[PROMPT]: Can you reproduce every line of the records, starting at the beginning and ending at the line that contains "595 324 L 608", with both of those lines included, and raise each vertex coordinate in the answers by 15 while every other line stays the same? Leave the pictures out of your reply.

[Contour labeling entries]:

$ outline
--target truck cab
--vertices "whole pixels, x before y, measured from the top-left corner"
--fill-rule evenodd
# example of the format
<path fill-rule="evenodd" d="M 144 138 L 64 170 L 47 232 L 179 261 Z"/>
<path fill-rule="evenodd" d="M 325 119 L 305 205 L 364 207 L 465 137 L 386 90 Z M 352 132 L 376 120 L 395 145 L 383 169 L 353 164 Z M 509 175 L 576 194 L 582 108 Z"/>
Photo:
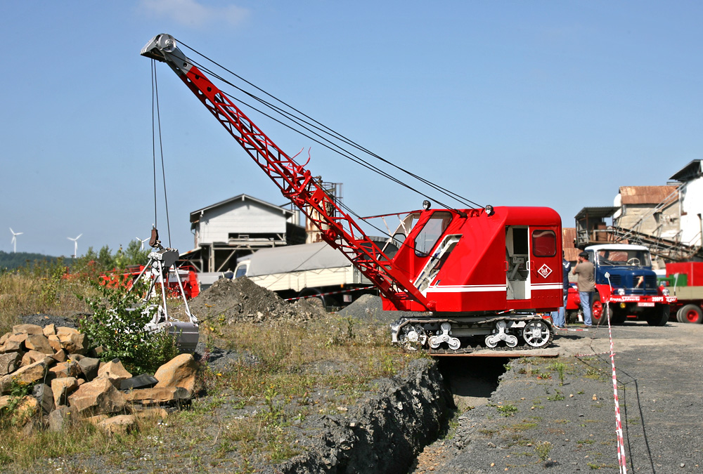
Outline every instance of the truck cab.
<path fill-rule="evenodd" d="M 595 324 L 608 316 L 614 324 L 628 319 L 644 320 L 652 326 L 666 324 L 669 305 L 676 298 L 659 288 L 647 247 L 603 244 L 584 250 L 595 267 L 596 293 L 592 309 Z"/>
<path fill-rule="evenodd" d="M 586 247 L 586 251 L 595 267 L 596 284 L 608 286 L 618 294 L 659 294 L 647 247 L 611 244 Z"/>

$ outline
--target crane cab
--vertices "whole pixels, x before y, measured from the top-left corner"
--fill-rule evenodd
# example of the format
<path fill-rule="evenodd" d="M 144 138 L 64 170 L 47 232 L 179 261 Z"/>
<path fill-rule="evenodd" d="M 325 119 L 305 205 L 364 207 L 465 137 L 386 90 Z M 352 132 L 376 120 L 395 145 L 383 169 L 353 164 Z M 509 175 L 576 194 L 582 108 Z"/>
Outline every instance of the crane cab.
<path fill-rule="evenodd" d="M 435 313 L 553 310 L 562 304 L 561 219 L 543 207 L 410 213 L 394 239 L 392 267 Z M 423 310 L 409 299 L 384 309 Z"/>

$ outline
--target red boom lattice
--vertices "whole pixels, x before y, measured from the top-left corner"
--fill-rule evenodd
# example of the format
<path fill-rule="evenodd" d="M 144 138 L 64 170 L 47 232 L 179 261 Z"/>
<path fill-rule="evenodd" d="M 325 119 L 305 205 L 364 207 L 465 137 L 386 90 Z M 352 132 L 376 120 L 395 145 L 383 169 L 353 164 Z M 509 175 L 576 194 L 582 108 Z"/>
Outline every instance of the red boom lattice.
<path fill-rule="evenodd" d="M 392 268 L 389 257 L 318 185 L 310 171 L 281 150 L 187 60 L 180 50 L 175 48 L 174 40 L 168 44 L 161 40 L 161 36 L 152 40 L 142 51 L 142 54 L 164 61 L 171 67 L 276 183 L 283 196 L 290 199 L 320 229 L 322 238 L 340 250 L 373 282 L 385 298 L 393 301 L 411 298 L 427 308 L 427 301 L 425 296 L 403 273 Z M 159 44 L 168 44 L 169 48 L 161 48 Z M 155 45 L 153 48 L 152 44 Z"/>

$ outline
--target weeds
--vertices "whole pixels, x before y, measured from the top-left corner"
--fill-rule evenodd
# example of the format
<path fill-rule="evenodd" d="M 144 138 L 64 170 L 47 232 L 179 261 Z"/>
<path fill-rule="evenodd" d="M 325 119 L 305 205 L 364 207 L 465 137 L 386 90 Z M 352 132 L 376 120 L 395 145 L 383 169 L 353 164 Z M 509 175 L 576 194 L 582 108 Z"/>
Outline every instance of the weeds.
<path fill-rule="evenodd" d="M 549 453 L 552 450 L 552 443 L 548 441 L 536 442 L 534 445 L 534 452 L 537 454 L 539 460 L 544 462 L 549 459 Z"/>
<path fill-rule="evenodd" d="M 566 371 L 567 366 L 564 362 L 554 362 L 549 366 L 550 370 L 555 370 L 559 374 L 559 385 L 564 385 L 564 374 Z"/>
<path fill-rule="evenodd" d="M 504 405 L 496 405 L 496 409 L 503 416 L 512 416 L 517 412 L 517 407 L 510 403 Z"/>

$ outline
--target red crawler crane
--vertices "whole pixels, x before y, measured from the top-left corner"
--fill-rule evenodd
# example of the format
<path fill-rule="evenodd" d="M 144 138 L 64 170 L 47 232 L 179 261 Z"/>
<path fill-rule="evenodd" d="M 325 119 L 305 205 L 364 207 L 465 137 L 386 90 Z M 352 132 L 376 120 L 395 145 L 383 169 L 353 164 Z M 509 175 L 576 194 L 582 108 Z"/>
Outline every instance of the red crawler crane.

[ANSWER TO THE EXERCISE]:
$ outline
--target truck cab
--vertices "whole pixels, x before y, measured from the top-left corner"
--fill-rule evenodd
# example of the format
<path fill-rule="evenodd" d="M 144 138 L 64 170 L 47 232 L 179 261 Z"/>
<path fill-rule="evenodd" d="M 325 119 L 305 205 L 364 207 L 465 137 L 386 90 Z M 352 132 L 376 120 L 395 145 L 383 169 L 353 164 Z M 509 175 L 576 194 L 582 108 Z"/>
Photo:
Outline every instance of the truck cab.
<path fill-rule="evenodd" d="M 610 339 L 623 331 L 629 339 L 643 334 L 659 335 L 667 341 L 681 339 L 684 320 L 691 313 L 674 303 L 662 262 L 618 259 L 599 265 L 610 282 L 611 308 L 607 324 Z"/>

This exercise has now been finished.